PowerProtect Data Manager adds Recovery Orchestration for VMware VMs.
Customers can vault data from the Data Manager Appliance to a PowerProtect DD-based cyber vault on-premises or in cloud, facilitating orchestrated recovery checks and the restoration of backup and appliance configuration data.
Dell has added retention lock compliance on the Data Manager Appliance.
Customers can replicate data to/from the cloud using PowerProtect DD Virtual Edition on-premises or APEX Protection Storage for Public Cloud for AWS, Azure, Google Cloud and Alibaba Cloud.
PowerProtect DDOS includes Smart Scale workload management with automatic identification and inclusion of affinity groups when performing migrations between appliances.
PowerProtect DDOS updates have support for KVM VirtIO disks with PowerProtect DD Virtual Edition and enhanced cloud security of APEX Protection Storage for Public Cloud with support for retention lock compliance on AWS.
Storage Scale eBook.
…
IBM has claimed a performance breakthrough with up to 125GBps per node throughput (from 91GBps) via the Storage Scale System 3500 that scales to 1000s of parallel access nodes. It has improved caching performance and added automated page pools to enhance the system’s ability to provide more balanced and improved performance for AI applications. Read a Storage Scale eBook to find out more.
…
Marvell QLE2800 HBA.
Marvell says it’s the provider of the quad-port FC target host bus adapters (HBAs) in the HPE Alletra Storage MP hardware. The QLogic QLE2800 HBA has port isolated architecture and is capable of delivering up to 64GFC bandwidth and support concurrent FC-SCSI and FC-NVMe communications. It includes support for virtual machine identification (VM-ID), automatic congestion management using Fabric Performance Impact Notifications (FPIN) and enhanced security with encrypted data in flight (EDiF) that HPE can potentially use in the future.
…
Cloud file services supplier Nasuni is integrating Microsoft’s Sentinel security information and event management (SIEM) platform, with its offering. It allows customers to automatically spot threat activity and immediately initiate the appropriate responses. Microsoft Log Analytics Workspace gathers and shares Nasuni event and audit logs at any Nasuni distributed Edge device for constant monitoring with the Sentinel platform. Nasuni also has new targeted restore capabilities for its Ransomware Protection service.
…
HPC and AI storage supplier Panasas has listed some academic customers for its ActiveStor products: the Minnesota Supercomputing Institute (MSI), the UC San Diego Centre for Microbiome Innovation (CMI), LES MINES ParisTech, and TU Bergakademie Freiberg state technical university in Germany and Rutherford Appleton Laboratory in the UK. According to Hyperion Research, total HPC spending in 2022 reached $37 billion and is projected to exceed $52 billion in 2026.

WRITTEN REQUEST A — In the storage news roundup, what per-node throughput does IBM claim for the Storage Scale System 3500?
WRITTEN REQUEST B — Retype the storage news roundup from "PowerProtect DDOS updates" up to and including "find out more.".
The items that come next are separate material, unrelated to the storage news roundup.

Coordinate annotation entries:

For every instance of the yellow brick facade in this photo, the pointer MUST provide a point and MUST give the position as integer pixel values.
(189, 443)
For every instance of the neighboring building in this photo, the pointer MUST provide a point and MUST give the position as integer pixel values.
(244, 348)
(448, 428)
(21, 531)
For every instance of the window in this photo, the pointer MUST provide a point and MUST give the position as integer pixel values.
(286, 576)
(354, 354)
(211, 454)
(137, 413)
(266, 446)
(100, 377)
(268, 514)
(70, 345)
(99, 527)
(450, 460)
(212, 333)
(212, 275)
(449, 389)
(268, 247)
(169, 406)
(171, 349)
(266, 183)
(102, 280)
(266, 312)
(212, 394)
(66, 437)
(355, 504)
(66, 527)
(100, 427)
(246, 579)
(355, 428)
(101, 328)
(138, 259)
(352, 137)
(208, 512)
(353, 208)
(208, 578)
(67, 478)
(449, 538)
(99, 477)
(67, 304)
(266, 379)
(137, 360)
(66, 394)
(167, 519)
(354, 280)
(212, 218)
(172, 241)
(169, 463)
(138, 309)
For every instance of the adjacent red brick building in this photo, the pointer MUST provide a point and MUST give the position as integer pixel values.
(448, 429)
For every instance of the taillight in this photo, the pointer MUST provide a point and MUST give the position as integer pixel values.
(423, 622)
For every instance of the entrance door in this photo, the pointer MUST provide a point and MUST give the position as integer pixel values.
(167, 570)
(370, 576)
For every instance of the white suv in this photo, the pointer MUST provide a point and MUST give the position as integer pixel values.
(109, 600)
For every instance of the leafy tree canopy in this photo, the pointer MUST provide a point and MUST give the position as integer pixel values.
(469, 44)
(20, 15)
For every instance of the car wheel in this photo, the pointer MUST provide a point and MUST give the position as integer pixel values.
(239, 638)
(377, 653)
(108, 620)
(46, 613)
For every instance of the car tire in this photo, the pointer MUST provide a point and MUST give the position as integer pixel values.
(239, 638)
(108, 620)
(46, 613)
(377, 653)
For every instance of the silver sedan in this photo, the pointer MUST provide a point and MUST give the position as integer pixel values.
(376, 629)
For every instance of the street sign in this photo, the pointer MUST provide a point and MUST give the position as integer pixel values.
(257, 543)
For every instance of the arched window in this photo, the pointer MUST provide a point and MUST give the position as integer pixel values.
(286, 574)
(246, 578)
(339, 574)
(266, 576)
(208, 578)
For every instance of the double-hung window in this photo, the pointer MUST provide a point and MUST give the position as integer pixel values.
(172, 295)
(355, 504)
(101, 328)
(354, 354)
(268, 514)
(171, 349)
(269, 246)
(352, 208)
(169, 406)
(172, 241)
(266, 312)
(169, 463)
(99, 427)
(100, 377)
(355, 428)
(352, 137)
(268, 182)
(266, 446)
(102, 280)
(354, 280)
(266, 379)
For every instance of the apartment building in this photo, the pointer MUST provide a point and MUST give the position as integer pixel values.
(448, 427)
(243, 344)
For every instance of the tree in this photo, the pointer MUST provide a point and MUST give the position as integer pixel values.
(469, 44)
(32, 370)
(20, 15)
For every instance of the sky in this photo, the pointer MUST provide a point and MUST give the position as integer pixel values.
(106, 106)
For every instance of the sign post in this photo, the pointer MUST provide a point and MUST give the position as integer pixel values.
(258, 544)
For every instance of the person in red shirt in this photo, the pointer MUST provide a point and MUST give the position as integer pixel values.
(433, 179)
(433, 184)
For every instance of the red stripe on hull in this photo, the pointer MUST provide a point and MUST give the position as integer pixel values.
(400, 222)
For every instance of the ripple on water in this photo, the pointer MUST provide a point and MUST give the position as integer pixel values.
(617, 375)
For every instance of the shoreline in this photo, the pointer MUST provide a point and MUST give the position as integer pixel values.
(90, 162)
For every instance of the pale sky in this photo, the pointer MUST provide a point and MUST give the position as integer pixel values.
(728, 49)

CORRECT RESULT A — Up to 125GBps per node, up from 91GBps.

CORRECT RESULT B —
PowerProtect DDOS updates have support for KVM VirtIO disks with PowerProtect DD Virtual Edition and enhanced cloud security of APEX Protection Storage for Public Cloud with support for retention lock compliance on AWS.
Storage Scale eBook.
…
IBM has claimed a performance breakthrough with up to 125GBps per node throughput (from 91GBps) via the Storage Scale System 3500 that scales to 1000s of parallel access nodes. It has improved caching performance and added automated page pools to enhance the system’s ability to provide more balanced and improved performance for AI applications. Read a Storage Scale eBook to find out more.